■ **Exercise objective**:
Answer these from the source excerpt below:
1. Which two reportable segments do the consolidated financial statements include?
2. Through what arrangements is the K-12 Schools and CP&CE Programs business in China conducted?
3. Through what channels are the educational and career enhancement services and products delivered?

■ **Source excerpt**:
Our consolidated financial statements include two reportable segments, which are K-12 Schools and CP&CE Programs. The tutoring centers, training offices, career enhancement centers and college campuses are within the CP&CE Programs segment. The K-12 Schools and CP&CE Programs business in China is conducted though VIE arrangements among our PRC WFOEs, the consolidated VIEs and their respective shareholders.

 

We, the consolidated VIEs and their subsidiaries currently deliver a wide range of educational and career enhancement services and products through integrated offline and online channels in an interactive learning environment, powered by proprietary technology platform, enabling us to provide individualized content and learning solutions that are tailor-made to every student’s needs. We, the consolidated VIEs and their subsidiaries develop standards-based and individualized curricula with consistent high-quality across the consolidated schools, tutoring centers, career enhancement centers, training offices and career enhancement colleges.

■ **Information supplied**:
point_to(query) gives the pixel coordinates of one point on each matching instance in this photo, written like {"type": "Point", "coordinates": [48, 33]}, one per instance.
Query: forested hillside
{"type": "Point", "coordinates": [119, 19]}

■ **Answer to this task**:
1. K-12 Schools and CP&CE Programs.
2. VIE arrangements among the PRC WFOEs, the consolidated VIEs and their respective shareholders.
3. Integrated offline and online channels.